Data section:
▬▬▬▬▬▬

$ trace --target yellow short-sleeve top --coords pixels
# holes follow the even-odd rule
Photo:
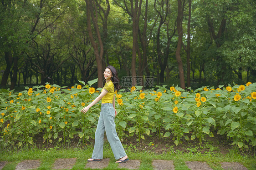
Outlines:
[[[115,91],[115,87],[112,81],[110,80],[108,83],[106,82],[105,85],[101,90],[102,92],[104,89],[106,89],[108,91],[101,100],[102,103],[113,103],[113,98],[114,97],[114,92]]]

▬▬▬▬▬▬

What is asked:
Please present the material above as a Markdown table with the columns Number and Content, numbering each line and skipping blank lines. Leave the pictures out of the table.

Answer to the exercise:
| Number | Content |
|---|---|
| 1 | $ trace --target yellow short-sleeve top --coords pixels |
| 2 | # holes follow the even-odd rule |
| 3 | Photo: |
| 4 | Outlines: |
| 5 | [[[115,91],[115,87],[112,81],[110,80],[108,83],[106,82],[105,85],[101,90],[102,92],[104,89],[106,89],[108,91],[101,100],[102,103],[113,103],[113,98],[114,97],[114,92]]] |